● WORK TO COMPLETE:
Leave out every line before the one that contains "Practice step: label each instance of the crowd". Please restate that line and the rest of the data word for word, through the end.

● DATA SECTION:
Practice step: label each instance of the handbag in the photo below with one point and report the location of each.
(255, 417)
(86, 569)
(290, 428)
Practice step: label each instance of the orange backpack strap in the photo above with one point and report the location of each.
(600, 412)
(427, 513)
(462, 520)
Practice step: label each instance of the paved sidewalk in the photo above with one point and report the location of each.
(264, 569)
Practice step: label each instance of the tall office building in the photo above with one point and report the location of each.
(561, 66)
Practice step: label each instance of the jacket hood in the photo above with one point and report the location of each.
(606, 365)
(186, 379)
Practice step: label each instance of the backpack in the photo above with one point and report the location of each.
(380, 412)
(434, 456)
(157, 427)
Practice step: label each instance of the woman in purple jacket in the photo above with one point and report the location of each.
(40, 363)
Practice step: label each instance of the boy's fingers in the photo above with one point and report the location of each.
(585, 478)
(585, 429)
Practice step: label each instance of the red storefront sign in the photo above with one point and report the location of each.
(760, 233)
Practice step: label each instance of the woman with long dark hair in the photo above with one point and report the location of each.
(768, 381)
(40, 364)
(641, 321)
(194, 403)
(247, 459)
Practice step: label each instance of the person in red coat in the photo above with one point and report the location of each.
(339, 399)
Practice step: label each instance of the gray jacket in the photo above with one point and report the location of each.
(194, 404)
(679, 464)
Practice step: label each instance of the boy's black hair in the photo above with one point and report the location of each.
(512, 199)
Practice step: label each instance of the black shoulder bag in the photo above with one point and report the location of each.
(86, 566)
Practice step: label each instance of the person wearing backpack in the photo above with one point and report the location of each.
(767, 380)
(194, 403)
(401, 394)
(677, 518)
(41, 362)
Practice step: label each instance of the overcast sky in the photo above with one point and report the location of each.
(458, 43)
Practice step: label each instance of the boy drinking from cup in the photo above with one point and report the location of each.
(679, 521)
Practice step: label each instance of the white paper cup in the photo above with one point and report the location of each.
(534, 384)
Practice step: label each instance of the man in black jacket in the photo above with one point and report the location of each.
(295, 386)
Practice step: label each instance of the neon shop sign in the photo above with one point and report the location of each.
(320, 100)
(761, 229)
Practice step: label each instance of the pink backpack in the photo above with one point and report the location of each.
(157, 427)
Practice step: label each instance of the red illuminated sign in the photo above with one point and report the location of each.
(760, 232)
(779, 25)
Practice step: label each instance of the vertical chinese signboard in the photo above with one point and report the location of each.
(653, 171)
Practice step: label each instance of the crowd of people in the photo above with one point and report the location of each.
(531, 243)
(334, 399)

● RESPONSE TO THIS TASK:
Practice step: label each instance of the crowd of people in the photo above with one point and report the location of each.
(531, 243)
(334, 399)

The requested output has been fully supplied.